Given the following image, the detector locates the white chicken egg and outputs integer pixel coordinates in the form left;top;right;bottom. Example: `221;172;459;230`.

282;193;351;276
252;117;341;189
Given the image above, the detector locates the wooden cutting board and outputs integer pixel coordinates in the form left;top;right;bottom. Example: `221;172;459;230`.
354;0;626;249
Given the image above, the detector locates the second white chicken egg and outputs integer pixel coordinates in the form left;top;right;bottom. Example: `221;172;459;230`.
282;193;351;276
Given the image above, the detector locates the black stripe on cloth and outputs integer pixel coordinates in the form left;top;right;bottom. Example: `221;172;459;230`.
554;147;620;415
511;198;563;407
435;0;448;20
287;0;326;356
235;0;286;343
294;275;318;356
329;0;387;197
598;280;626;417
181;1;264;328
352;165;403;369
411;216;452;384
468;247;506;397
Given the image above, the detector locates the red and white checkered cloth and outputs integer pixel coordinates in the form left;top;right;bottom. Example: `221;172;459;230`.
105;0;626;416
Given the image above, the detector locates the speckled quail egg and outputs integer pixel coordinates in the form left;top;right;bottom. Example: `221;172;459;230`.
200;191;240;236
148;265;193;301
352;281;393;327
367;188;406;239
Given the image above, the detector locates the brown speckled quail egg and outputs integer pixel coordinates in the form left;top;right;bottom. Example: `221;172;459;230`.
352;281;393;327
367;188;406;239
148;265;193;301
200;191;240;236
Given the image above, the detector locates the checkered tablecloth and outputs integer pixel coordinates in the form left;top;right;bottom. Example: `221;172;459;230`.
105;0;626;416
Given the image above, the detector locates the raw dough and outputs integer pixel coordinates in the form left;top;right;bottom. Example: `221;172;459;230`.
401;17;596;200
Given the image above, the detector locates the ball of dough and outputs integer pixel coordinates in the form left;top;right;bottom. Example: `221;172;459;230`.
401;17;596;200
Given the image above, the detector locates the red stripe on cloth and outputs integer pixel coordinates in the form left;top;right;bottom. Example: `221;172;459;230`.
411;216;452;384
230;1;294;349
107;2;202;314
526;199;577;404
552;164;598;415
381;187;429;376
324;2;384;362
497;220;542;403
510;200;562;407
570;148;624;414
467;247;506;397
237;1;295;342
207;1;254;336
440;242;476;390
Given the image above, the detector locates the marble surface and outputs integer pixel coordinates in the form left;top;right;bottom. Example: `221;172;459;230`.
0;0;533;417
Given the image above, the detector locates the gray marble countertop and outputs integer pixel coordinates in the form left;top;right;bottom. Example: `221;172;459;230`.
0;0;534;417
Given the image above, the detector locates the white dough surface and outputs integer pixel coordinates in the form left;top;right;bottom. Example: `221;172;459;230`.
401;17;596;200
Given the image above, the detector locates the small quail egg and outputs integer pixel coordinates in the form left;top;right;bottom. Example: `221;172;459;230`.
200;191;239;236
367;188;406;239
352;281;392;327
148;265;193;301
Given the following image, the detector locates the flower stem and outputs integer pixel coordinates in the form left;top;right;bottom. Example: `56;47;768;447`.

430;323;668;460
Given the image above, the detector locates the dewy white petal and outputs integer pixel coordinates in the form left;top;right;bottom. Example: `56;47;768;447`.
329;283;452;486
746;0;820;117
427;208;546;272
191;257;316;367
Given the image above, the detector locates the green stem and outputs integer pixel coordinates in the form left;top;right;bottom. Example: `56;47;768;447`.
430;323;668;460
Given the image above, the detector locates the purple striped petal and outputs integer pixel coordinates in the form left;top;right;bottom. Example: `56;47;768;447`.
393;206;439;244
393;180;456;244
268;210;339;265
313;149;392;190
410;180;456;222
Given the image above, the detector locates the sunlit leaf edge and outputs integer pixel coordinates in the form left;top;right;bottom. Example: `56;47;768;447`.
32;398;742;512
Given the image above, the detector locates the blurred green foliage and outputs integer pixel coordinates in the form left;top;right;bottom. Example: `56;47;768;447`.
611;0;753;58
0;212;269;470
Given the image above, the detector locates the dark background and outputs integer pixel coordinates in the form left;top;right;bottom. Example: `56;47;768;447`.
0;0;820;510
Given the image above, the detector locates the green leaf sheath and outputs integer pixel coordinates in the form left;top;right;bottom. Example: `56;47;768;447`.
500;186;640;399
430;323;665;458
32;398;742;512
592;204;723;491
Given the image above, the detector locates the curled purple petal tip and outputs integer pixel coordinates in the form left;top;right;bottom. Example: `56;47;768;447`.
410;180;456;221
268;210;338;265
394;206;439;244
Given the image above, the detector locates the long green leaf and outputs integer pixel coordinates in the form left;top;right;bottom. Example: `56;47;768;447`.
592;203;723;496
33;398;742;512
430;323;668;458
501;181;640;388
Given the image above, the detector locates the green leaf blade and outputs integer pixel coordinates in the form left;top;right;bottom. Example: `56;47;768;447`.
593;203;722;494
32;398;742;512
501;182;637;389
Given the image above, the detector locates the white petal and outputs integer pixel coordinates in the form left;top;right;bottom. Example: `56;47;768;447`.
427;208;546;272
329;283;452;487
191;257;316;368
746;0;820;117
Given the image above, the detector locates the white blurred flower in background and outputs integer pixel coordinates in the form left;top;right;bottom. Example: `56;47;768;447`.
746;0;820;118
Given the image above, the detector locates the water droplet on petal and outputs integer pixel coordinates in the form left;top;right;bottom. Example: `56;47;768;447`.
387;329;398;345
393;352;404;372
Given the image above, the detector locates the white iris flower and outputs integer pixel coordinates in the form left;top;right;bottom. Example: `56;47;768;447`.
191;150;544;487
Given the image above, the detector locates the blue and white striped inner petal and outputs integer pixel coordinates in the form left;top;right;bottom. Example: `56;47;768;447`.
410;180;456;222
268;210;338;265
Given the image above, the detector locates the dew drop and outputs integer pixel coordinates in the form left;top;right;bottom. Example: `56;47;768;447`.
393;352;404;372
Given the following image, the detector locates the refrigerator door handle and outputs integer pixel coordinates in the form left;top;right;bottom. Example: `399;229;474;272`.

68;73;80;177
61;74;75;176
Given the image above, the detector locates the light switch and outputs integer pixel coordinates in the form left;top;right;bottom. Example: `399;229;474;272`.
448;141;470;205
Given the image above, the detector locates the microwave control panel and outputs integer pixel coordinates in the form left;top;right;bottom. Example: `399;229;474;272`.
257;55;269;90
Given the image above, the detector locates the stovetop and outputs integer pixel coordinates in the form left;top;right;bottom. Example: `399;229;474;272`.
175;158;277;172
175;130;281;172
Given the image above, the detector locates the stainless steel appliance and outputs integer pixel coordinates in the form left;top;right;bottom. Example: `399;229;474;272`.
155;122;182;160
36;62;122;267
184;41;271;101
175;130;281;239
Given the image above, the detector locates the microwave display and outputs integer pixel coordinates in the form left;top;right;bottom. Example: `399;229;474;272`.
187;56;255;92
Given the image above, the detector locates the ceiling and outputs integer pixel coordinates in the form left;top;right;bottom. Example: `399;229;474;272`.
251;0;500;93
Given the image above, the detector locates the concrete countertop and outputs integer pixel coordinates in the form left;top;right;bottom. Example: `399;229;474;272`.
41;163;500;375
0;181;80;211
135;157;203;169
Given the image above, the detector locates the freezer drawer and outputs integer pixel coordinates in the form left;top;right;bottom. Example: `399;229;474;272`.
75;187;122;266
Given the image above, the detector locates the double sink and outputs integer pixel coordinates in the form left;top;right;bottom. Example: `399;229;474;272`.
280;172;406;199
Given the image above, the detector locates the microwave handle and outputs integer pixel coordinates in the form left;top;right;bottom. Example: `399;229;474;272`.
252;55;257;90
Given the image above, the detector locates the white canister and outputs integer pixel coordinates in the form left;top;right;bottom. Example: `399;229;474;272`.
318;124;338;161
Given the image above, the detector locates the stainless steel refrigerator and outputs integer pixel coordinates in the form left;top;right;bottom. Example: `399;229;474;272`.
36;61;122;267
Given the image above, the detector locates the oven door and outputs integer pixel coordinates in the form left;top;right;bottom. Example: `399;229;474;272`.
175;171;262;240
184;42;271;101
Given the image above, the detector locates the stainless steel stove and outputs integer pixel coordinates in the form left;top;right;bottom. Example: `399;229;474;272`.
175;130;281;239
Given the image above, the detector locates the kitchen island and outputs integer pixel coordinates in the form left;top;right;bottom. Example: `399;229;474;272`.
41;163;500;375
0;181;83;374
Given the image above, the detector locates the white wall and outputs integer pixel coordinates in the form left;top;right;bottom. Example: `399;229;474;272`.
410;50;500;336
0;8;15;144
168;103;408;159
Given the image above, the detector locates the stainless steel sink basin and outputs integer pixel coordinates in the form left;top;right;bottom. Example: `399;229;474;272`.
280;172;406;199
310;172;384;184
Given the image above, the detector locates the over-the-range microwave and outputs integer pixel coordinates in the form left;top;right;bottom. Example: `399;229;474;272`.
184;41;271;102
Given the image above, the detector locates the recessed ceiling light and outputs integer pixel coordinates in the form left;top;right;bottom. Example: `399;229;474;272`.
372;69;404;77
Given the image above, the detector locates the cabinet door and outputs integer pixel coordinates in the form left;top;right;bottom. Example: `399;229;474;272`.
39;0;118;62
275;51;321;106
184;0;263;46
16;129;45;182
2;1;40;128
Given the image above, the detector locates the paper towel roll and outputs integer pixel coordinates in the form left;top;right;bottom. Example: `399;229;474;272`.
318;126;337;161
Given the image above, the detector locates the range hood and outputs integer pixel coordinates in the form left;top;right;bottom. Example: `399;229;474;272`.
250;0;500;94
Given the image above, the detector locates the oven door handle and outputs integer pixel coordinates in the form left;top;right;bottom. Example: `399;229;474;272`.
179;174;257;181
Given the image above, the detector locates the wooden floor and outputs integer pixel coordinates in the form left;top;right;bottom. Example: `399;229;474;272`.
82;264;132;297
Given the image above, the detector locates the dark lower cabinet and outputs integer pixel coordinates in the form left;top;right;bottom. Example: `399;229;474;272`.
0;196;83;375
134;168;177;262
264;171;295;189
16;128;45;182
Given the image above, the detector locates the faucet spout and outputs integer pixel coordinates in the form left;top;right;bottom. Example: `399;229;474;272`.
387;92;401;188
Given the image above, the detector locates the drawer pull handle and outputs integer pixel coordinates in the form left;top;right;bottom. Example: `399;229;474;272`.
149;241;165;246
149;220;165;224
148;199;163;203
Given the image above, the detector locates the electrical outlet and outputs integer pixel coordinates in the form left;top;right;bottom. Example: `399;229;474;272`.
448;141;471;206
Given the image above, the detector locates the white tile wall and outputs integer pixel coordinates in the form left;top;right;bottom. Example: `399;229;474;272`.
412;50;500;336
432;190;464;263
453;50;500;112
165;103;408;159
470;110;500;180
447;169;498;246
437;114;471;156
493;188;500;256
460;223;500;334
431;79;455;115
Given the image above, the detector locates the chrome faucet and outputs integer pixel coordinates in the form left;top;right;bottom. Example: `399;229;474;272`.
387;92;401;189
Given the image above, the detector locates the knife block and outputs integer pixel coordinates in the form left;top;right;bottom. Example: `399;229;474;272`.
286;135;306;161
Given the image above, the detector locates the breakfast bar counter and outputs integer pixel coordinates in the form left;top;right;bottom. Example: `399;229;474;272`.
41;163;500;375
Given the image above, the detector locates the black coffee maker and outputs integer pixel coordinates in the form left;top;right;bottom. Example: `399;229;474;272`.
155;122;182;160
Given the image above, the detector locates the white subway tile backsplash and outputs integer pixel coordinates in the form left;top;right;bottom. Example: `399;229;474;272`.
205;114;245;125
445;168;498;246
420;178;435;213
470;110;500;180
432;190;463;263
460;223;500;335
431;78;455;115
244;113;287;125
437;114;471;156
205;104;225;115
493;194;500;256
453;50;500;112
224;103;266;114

⁂

Zadanie pisemne: Przepisz w formie listy numerowanej wszystko z wykazu, począwszy od wiersza zawierającego „Given the image above, the detector locates the checkered”, aż po wiersz zawierający „0;0;533;417”, oba włącznie. Puste wiersze pomiń.

Pełne rozwiązanie:
1. Given the image above, the detector locates the checkered tablecloth and outputs integer pixel coordinates in the form left;top;right;bottom. Example: `221;172;459;230`.
2. 105;0;626;416
3. Given the image above, the detector locates the raw dough and outputs integer pixel coordinates in the form left;top;right;bottom. Example: `221;172;459;230`.
4. 401;17;596;200
5. Given the image above, the detector locates the ball of dough and outputs integer pixel coordinates in the form left;top;right;bottom. Example: `221;172;459;230`.
6. 401;17;596;200
7. Given the image above, the detector locates the red stripe on cloth and outputs integer pixel coordinates in the form left;top;right;bottom. Example: `221;172;459;230`.
8. 411;216;452;384
9. 230;1;294;349
10. 107;2;202;314
11. 526;199;577;404
12. 552;164;598;415
13. 381;187;429;376
14. 324;2;384;362
15. 497;220;542;403
16. 510;200;562;407
17. 570;148;624;414
18. 467;247;506;397
19. 237;1;295;342
20. 207;1;254;336
21. 440;242;476;390
22. Given the image above, the detector locates the marble surface and outputs integer pixel coordinates in the form left;top;right;bottom. Example: `221;172;459;230`.
23. 0;0;533;417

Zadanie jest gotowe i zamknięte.